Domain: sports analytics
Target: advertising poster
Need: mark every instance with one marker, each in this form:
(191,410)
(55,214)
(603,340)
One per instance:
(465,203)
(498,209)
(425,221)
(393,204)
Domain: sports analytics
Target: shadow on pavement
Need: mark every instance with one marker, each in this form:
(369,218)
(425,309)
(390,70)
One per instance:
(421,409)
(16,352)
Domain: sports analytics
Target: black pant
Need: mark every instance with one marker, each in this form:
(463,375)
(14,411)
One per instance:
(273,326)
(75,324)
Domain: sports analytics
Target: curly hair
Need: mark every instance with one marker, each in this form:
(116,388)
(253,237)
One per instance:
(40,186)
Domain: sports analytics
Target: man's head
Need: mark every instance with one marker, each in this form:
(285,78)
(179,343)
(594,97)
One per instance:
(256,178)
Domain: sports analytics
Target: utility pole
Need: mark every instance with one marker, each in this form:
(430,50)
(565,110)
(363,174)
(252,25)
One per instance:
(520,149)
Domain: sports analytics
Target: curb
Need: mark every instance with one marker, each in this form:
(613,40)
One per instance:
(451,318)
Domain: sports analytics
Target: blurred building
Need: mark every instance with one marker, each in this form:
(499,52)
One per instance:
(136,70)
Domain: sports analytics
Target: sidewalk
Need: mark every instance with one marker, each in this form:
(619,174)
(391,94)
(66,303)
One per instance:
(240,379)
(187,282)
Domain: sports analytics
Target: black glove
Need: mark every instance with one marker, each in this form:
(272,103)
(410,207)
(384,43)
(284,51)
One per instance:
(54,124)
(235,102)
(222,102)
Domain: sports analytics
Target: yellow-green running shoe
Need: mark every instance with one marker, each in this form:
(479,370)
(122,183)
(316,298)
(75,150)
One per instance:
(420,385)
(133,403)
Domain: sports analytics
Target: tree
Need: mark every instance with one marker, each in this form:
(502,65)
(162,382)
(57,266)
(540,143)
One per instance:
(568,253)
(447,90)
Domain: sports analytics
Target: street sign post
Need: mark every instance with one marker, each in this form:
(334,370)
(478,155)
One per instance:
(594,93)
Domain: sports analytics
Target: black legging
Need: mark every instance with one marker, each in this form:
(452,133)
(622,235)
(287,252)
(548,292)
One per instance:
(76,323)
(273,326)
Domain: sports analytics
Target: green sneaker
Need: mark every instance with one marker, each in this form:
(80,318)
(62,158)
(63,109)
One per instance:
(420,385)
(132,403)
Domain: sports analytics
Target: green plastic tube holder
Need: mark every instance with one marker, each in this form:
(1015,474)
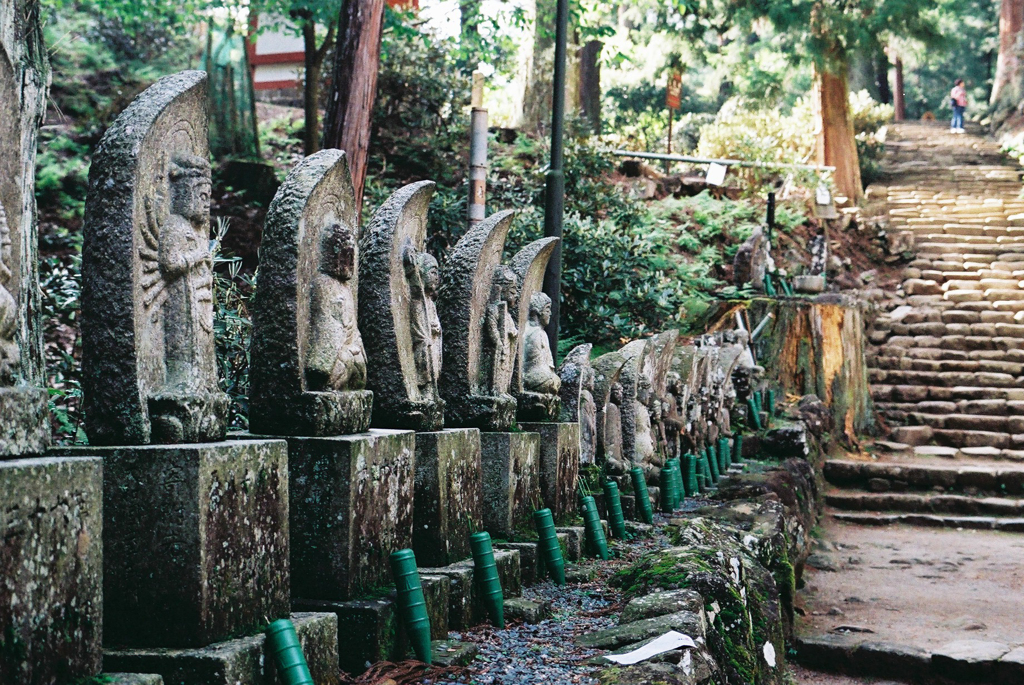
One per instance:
(595,531)
(613,503)
(412,604)
(642,497)
(286,652)
(485,576)
(550,550)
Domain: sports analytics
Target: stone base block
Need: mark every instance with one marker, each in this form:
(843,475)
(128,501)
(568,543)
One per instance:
(242,660)
(466,607)
(559,467)
(195,541)
(449,502)
(51,532)
(351,507)
(25,422)
(511,481)
(371,631)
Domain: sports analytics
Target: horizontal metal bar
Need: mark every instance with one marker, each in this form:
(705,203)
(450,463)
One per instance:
(728,163)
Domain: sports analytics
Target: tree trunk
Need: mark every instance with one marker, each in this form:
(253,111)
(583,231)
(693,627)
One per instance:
(899,101)
(1008,63)
(836,144)
(590,83)
(349,115)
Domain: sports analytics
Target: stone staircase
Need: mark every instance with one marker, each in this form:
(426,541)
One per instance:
(946,353)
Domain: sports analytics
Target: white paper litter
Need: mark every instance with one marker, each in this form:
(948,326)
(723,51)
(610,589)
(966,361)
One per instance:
(668,642)
(716,174)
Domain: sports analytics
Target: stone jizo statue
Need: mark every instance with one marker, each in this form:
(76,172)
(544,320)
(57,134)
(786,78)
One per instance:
(539,365)
(336,359)
(9,353)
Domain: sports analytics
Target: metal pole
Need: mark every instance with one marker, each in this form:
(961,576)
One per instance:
(477,155)
(555,186)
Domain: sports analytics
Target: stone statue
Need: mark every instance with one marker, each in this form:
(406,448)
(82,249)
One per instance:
(336,359)
(502,333)
(308,365)
(478,305)
(422,273)
(539,366)
(535,379)
(578,398)
(148,360)
(10,357)
(401,331)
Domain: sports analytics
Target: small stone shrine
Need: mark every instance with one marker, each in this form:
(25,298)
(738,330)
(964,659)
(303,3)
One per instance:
(401,331)
(50,508)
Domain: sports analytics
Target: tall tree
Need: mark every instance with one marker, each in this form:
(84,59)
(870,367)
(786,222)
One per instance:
(360,26)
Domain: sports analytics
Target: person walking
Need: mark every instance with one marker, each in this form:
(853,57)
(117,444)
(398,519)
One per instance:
(957,98)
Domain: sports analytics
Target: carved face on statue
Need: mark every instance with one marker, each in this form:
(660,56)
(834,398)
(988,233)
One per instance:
(540,308)
(338,257)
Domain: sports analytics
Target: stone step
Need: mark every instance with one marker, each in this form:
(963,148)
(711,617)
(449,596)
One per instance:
(934,521)
(960,505)
(1001,480)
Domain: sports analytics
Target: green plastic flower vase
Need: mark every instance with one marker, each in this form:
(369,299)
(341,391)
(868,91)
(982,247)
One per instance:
(485,576)
(613,503)
(642,497)
(286,652)
(551,551)
(412,604)
(595,531)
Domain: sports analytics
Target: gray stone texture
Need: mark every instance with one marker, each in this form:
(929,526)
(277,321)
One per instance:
(195,541)
(481,336)
(529,264)
(351,506)
(308,366)
(559,466)
(148,367)
(50,569)
(511,481)
(243,660)
(449,500)
(397,316)
(24,79)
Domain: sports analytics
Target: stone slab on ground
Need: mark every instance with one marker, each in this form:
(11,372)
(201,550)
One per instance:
(240,660)
(511,481)
(449,502)
(351,507)
(51,518)
(195,541)
(559,466)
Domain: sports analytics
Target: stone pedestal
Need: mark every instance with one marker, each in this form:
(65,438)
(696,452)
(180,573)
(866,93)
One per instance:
(449,502)
(511,481)
(559,466)
(240,660)
(351,507)
(50,569)
(195,541)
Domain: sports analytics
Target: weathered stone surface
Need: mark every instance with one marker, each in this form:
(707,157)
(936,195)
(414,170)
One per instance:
(308,367)
(50,569)
(660,603)
(148,365)
(481,336)
(511,481)
(195,541)
(351,507)
(559,466)
(24,79)
(535,381)
(449,500)
(240,660)
(400,328)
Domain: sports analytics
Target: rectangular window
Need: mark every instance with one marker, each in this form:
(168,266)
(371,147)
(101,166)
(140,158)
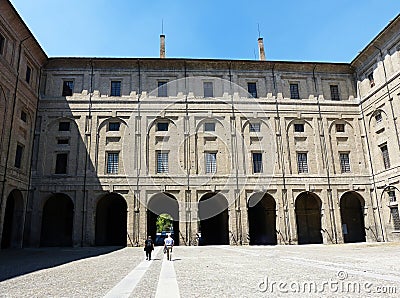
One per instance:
(208,89)
(344,162)
(162,126)
(23,116)
(395,217)
(28,74)
(209,126)
(162,89)
(339,127)
(61,163)
(385,156)
(18,156)
(252,89)
(63,141)
(371,79)
(68,88)
(257,162)
(114,126)
(335,92)
(254,127)
(2,44)
(64,126)
(294,91)
(299,127)
(162,162)
(115,88)
(211,162)
(112,162)
(302,165)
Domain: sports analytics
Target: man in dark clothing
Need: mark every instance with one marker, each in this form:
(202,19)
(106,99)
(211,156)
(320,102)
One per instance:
(148,247)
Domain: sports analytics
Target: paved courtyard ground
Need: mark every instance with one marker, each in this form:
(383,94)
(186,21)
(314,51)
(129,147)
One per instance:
(348,270)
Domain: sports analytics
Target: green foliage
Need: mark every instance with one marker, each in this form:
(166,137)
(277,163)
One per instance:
(164,223)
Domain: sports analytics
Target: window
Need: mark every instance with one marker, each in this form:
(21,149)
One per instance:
(252,89)
(2,44)
(162,89)
(61,163)
(162,126)
(385,156)
(210,126)
(115,88)
(299,127)
(208,89)
(63,141)
(394,212)
(371,79)
(257,162)
(339,127)
(254,127)
(28,74)
(68,88)
(294,91)
(23,116)
(18,156)
(302,162)
(64,126)
(112,162)
(211,162)
(114,126)
(335,92)
(162,162)
(378,117)
(344,162)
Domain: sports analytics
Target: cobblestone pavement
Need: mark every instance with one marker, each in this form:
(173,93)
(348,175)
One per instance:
(348,270)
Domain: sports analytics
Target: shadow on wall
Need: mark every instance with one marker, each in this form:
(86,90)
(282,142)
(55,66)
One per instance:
(15,263)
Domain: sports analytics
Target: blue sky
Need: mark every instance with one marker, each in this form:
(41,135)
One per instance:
(307,30)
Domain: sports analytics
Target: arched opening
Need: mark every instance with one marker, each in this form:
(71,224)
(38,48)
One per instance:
(111,221)
(214,219)
(262,219)
(57,221)
(352,215)
(13,220)
(308,218)
(163,204)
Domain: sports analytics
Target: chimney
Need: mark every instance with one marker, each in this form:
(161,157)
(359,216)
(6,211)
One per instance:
(261,48)
(162,46)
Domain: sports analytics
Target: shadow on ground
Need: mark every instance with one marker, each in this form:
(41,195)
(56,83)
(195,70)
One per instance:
(17,262)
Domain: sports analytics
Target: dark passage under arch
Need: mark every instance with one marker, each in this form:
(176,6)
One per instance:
(13,221)
(162,203)
(214,219)
(111,221)
(308,219)
(262,219)
(57,221)
(352,215)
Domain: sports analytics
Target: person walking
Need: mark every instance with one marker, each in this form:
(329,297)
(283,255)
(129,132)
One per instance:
(148,247)
(168,245)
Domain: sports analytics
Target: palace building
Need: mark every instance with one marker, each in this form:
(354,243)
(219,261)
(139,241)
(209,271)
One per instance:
(237,152)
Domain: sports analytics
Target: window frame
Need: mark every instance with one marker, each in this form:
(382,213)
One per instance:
(294,89)
(116,88)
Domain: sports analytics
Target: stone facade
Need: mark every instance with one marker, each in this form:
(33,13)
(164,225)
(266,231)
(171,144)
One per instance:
(241,152)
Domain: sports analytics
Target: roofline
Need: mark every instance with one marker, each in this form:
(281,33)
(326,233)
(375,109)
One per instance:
(370,44)
(27,28)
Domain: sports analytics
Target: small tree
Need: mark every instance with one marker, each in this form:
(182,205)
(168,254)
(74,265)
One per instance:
(164,222)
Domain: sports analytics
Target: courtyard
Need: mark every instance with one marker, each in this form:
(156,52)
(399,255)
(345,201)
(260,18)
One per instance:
(350,270)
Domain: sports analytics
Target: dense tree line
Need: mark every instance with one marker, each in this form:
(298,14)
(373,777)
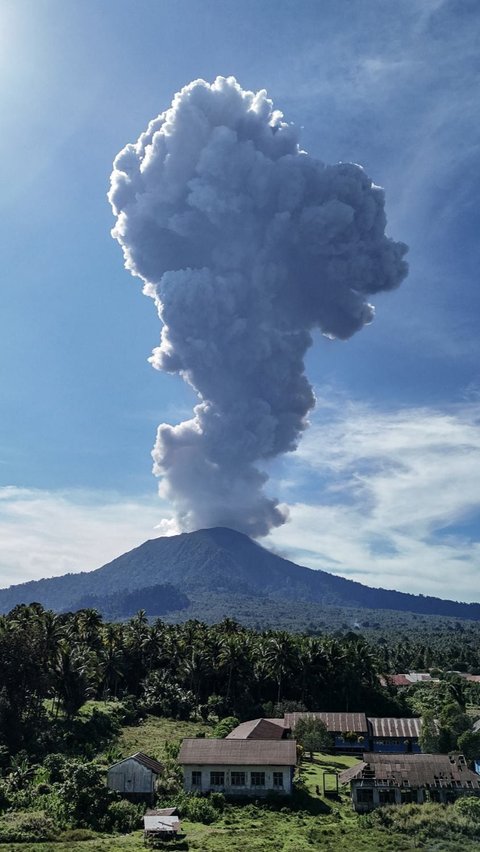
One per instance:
(56,662)
(51,664)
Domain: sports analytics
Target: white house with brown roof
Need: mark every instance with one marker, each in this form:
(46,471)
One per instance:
(238,766)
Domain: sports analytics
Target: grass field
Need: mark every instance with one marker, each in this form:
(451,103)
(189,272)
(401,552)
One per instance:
(307,823)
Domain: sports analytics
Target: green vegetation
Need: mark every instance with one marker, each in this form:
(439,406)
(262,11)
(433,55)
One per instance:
(77,694)
(312,735)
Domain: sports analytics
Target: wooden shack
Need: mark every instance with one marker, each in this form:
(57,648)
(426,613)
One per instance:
(382,779)
(135,776)
(161,824)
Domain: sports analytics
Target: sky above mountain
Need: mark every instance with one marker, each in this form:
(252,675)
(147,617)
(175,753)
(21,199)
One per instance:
(383,487)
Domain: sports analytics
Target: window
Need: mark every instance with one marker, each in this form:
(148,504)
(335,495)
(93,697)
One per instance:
(408,796)
(365,797)
(386,797)
(258,779)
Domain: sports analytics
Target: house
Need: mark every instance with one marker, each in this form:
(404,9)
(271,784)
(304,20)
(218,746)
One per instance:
(161,824)
(395,735)
(135,776)
(259,729)
(381,780)
(349,730)
(238,766)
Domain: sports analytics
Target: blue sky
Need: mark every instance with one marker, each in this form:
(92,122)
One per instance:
(384,486)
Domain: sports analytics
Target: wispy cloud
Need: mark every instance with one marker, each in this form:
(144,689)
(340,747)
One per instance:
(48,533)
(396,499)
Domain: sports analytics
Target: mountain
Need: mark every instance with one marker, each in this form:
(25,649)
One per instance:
(219,566)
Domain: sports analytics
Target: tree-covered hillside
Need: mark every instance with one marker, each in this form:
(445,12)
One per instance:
(221,563)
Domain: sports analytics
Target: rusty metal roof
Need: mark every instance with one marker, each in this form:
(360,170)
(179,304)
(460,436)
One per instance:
(144,759)
(238,752)
(413,770)
(399,728)
(258,729)
(335,722)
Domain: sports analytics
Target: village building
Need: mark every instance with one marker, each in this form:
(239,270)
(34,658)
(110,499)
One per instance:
(392,735)
(259,729)
(135,776)
(238,766)
(350,731)
(381,780)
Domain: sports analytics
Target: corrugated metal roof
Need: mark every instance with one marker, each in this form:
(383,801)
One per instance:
(168,824)
(335,722)
(144,759)
(238,752)
(258,729)
(160,812)
(390,727)
(414,770)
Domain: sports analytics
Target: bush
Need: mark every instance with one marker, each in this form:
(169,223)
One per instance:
(75,835)
(225,726)
(199,810)
(27,828)
(83,796)
(469,806)
(124,817)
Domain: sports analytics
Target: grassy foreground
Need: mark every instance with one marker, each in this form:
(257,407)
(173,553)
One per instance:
(307,823)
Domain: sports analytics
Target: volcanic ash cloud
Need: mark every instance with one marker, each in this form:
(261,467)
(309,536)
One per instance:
(245,243)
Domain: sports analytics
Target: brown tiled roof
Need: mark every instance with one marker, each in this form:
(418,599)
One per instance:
(238,752)
(258,729)
(335,722)
(413,770)
(395,727)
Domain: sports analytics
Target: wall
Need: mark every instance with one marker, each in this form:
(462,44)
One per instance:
(248,790)
(129,776)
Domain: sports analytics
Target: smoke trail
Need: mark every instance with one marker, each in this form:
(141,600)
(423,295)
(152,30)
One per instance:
(246,243)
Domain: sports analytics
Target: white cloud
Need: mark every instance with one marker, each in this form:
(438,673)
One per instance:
(400,499)
(49,533)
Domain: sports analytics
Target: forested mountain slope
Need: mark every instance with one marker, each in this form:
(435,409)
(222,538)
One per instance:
(220,562)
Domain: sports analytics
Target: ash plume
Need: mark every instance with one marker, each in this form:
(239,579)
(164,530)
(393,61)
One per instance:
(246,244)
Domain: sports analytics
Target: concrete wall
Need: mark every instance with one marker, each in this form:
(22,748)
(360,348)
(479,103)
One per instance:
(393,746)
(227,787)
(129,776)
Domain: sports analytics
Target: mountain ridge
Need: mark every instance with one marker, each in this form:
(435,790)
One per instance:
(219,560)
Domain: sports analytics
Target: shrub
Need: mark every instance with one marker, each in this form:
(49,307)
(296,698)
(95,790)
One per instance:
(75,835)
(199,810)
(469,806)
(225,726)
(27,828)
(123,817)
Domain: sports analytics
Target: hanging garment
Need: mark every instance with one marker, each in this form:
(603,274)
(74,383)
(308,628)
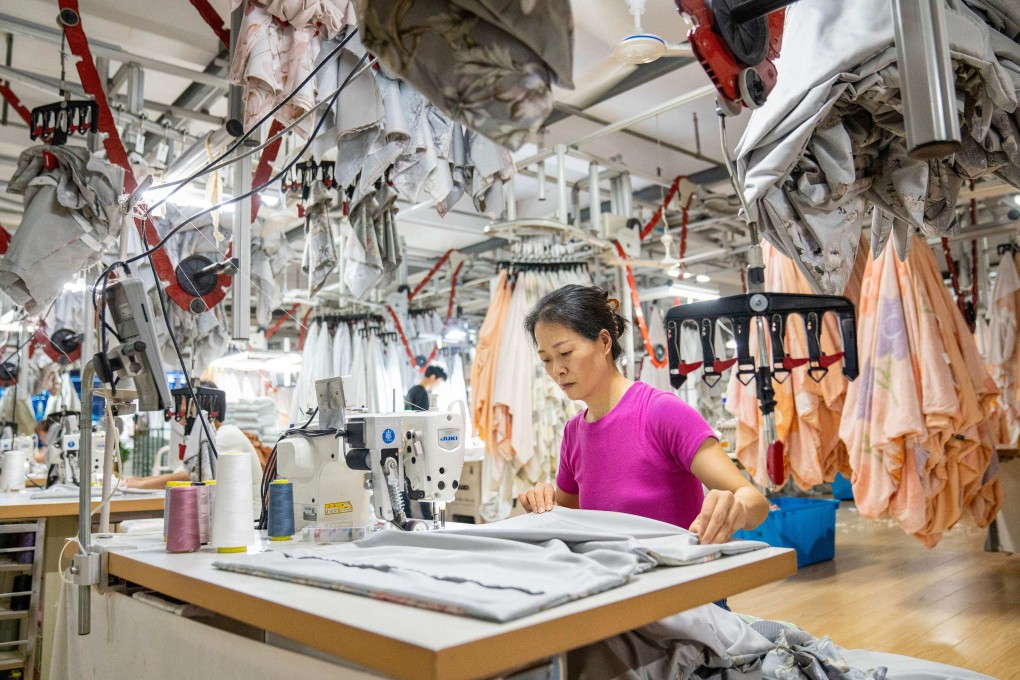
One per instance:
(916,422)
(70,213)
(807,413)
(488,65)
(275,50)
(487,359)
(1001,344)
(650,374)
(270,254)
(493,571)
(826,155)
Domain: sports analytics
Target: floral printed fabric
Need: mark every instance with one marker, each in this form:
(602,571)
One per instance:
(276,48)
(920,423)
(489,64)
(825,155)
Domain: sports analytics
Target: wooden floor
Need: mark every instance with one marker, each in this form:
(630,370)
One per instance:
(884,591)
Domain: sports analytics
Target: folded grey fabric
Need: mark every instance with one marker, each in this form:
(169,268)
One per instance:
(497,572)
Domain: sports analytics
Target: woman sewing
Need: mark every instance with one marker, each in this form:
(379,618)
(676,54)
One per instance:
(634,449)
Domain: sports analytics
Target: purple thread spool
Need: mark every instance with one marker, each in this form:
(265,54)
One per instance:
(183,531)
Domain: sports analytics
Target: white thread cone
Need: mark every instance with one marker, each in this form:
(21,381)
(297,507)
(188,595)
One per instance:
(233,521)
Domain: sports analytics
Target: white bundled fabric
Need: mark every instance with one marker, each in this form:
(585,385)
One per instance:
(825,155)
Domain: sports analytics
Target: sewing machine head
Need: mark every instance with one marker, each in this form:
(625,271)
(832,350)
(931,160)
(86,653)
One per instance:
(357,468)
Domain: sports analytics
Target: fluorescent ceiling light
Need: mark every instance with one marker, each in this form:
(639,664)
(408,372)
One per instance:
(692,292)
(455,335)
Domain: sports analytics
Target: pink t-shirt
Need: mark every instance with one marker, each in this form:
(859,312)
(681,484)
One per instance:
(636,459)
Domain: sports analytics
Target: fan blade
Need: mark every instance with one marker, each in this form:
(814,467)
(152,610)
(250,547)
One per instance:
(596,82)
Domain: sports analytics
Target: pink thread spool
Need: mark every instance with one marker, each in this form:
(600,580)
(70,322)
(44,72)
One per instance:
(183,527)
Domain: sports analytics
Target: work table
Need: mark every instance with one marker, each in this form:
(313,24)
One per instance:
(408,641)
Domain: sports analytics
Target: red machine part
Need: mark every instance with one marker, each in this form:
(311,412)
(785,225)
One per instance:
(722,66)
(70,20)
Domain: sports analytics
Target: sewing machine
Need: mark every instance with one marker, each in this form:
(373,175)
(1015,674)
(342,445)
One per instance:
(357,468)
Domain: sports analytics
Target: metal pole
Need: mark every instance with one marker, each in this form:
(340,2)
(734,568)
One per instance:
(510,195)
(235,93)
(595,203)
(111,445)
(241,291)
(926,79)
(85,495)
(690,97)
(626,209)
(561,182)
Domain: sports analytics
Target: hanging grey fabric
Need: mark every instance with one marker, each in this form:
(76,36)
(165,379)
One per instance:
(825,155)
(488,64)
(70,209)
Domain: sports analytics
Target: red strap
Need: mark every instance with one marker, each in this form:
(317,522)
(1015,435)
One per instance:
(215,21)
(400,331)
(639,314)
(91,83)
(289,314)
(662,208)
(428,276)
(436,348)
(264,169)
(776,463)
(15,103)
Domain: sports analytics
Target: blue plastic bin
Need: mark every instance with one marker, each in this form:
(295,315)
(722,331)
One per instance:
(842,488)
(807,525)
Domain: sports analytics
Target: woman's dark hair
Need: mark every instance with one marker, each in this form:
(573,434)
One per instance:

:::

What the task requires
Working from the entries above, find every line in which the word "cloud" occurs and copy it.

Answer to this task
Target: wispy cloud
Target: volcanic ash cloud
Target: white cloud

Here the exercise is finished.